Spatial localization data
+ + + + + + +

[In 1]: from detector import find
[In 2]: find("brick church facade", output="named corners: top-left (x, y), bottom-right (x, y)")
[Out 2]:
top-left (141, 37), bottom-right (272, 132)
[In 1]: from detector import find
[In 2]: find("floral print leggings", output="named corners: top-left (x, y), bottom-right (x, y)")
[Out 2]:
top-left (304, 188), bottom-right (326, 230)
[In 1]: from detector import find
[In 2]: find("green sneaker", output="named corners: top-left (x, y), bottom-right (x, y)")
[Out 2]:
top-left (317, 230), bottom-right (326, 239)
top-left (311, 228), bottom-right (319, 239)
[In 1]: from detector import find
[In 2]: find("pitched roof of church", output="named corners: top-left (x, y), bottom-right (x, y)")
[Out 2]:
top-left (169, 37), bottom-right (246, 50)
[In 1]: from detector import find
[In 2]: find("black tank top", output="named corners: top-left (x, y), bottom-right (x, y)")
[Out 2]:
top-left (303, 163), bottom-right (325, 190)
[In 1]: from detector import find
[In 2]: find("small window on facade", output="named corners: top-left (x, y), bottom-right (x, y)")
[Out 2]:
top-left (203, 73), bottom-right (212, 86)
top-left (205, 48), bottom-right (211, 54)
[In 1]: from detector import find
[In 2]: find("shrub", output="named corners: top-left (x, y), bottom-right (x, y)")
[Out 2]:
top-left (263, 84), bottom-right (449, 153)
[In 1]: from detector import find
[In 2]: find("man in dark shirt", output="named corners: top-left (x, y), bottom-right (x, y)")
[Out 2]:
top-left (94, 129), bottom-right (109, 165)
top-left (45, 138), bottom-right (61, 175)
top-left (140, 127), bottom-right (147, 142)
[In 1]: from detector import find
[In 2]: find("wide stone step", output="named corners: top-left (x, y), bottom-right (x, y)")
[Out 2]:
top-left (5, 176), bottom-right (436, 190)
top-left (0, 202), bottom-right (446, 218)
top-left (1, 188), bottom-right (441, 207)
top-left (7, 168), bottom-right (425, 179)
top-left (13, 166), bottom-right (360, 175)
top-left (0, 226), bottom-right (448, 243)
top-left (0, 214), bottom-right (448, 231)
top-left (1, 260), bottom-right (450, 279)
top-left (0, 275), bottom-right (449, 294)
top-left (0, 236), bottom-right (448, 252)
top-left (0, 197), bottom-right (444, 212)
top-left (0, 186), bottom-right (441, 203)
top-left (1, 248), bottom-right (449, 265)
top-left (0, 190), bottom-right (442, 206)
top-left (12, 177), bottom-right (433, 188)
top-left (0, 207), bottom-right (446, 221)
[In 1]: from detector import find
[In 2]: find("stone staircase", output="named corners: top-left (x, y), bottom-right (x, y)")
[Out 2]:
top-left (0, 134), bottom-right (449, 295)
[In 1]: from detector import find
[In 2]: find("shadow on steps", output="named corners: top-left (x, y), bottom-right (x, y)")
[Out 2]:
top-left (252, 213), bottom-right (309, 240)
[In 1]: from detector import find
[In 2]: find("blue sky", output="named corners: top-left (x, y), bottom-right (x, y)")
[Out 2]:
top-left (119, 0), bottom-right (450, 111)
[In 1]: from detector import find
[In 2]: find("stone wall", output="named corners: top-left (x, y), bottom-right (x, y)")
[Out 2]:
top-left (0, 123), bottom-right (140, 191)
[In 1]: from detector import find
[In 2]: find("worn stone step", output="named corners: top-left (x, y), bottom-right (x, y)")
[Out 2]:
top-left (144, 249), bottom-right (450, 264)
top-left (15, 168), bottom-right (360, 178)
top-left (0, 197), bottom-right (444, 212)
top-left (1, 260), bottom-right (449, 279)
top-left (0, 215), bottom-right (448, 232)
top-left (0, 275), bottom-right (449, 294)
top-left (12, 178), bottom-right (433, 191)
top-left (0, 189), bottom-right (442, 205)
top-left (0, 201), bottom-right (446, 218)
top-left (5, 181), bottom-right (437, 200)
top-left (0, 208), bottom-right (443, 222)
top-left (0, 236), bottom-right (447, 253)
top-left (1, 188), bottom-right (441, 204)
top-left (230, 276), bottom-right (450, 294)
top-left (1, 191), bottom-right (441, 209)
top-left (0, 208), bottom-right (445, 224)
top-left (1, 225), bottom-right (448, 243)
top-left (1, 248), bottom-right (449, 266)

+ + + + + + +

**Work to be completed:**
Nothing in the data may change. Give it again in full.

**Solution for this problem:**
[In 1]: from detector import find
[In 2]: find("brick church facade", output="named corners: top-left (x, y), bottom-right (x, y)")
[Out 2]:
top-left (141, 37), bottom-right (272, 132)
[In 1]: from detector import find
[In 2]: find("floral print leggings", output="named corners: top-left (x, y), bottom-right (x, y)")
[Out 2]:
top-left (304, 188), bottom-right (326, 230)
[In 1]: from detector import find
[In 2]: find("green sneaker", output="named corners: top-left (x, y), bottom-right (x, y)")
[Out 2]:
top-left (317, 230), bottom-right (326, 239)
top-left (311, 228), bottom-right (319, 239)
[In 1]: from detector import find
[In 2]: find("pitched roof of church", output="named corners: top-left (x, y), bottom-right (x, y)")
[Out 2]:
top-left (169, 37), bottom-right (246, 50)
[In 1]: from detector import find
[In 2]: find("black tank top", output="named corners: top-left (x, y), bottom-right (x, y)")
[Out 2]:
top-left (303, 163), bottom-right (325, 190)
[In 1]: from detector import find
[In 2]: find("small window on facade", output="named corners: top-left (x, y), bottom-right (x, y)")
[Out 2]:
top-left (203, 73), bottom-right (212, 86)
top-left (205, 48), bottom-right (211, 54)
[In 1]: from detector import find
[In 2]: find("shrub", output="named corners: top-left (x, y), bottom-right (x, y)")
[Out 2]:
top-left (263, 84), bottom-right (449, 153)
[In 1]: from detector import find
[In 2]: find("man in dark shirt", output="named corners: top-left (x, y), bottom-right (x, y)")
[Out 2]:
top-left (94, 129), bottom-right (109, 165)
top-left (45, 138), bottom-right (61, 175)
top-left (140, 127), bottom-right (147, 142)
[In 1]: from detector import find
[In 2]: find("wide stone step", output="named corners: top-left (x, y), bottom-right (x, y)")
[Out 2]:
top-left (5, 176), bottom-right (436, 190)
top-left (0, 202), bottom-right (446, 218)
top-left (1, 188), bottom-right (441, 207)
top-left (7, 168), bottom-right (425, 179)
top-left (13, 166), bottom-right (360, 175)
top-left (0, 226), bottom-right (448, 243)
top-left (0, 214), bottom-right (448, 231)
top-left (1, 260), bottom-right (450, 279)
top-left (0, 275), bottom-right (449, 294)
top-left (0, 236), bottom-right (448, 252)
top-left (0, 197), bottom-right (444, 212)
top-left (0, 186), bottom-right (441, 203)
top-left (1, 248), bottom-right (449, 265)
top-left (0, 190), bottom-right (442, 206)
top-left (12, 177), bottom-right (433, 188)
top-left (0, 207), bottom-right (446, 221)
[In 1]: from detector import find
[In 2]: find("stone staircase", output="named corners: top-left (x, y), bottom-right (x, y)")
[Out 2]:
top-left (0, 134), bottom-right (449, 295)
[In 1]: from detector import find
[In 2]: find("shadow on steps", output="named corners: top-left (x, y), bottom-right (x, y)")
[Out 2]:
top-left (252, 213), bottom-right (309, 240)
[In 1]: from detector import find
[In 2]: find("blue sky", output="named corners: top-left (x, y), bottom-right (x, y)")
[Out 2]:
top-left (119, 0), bottom-right (450, 111)
[In 1]: from detector import find
[In 2]: find("stone wall", output="named corners: top-left (x, y), bottom-right (x, y)")
[Out 2]:
top-left (0, 123), bottom-right (140, 191)
[In 1]: from detector import find
[In 2]: find("worn stone step", output="named corners: top-left (x, y), bottom-right (x, y)")
[Out 2]:
top-left (144, 249), bottom-right (450, 264)
top-left (15, 168), bottom-right (360, 178)
top-left (0, 197), bottom-right (444, 212)
top-left (1, 260), bottom-right (449, 279)
top-left (0, 215), bottom-right (448, 232)
top-left (0, 275), bottom-right (449, 294)
top-left (12, 178), bottom-right (433, 191)
top-left (0, 189), bottom-right (442, 205)
top-left (0, 201), bottom-right (446, 218)
top-left (5, 181), bottom-right (437, 200)
top-left (0, 208), bottom-right (443, 222)
top-left (0, 236), bottom-right (447, 253)
top-left (1, 188), bottom-right (441, 204)
top-left (230, 276), bottom-right (450, 294)
top-left (1, 191), bottom-right (441, 209)
top-left (0, 208), bottom-right (445, 224)
top-left (1, 225), bottom-right (448, 243)
top-left (1, 248), bottom-right (449, 266)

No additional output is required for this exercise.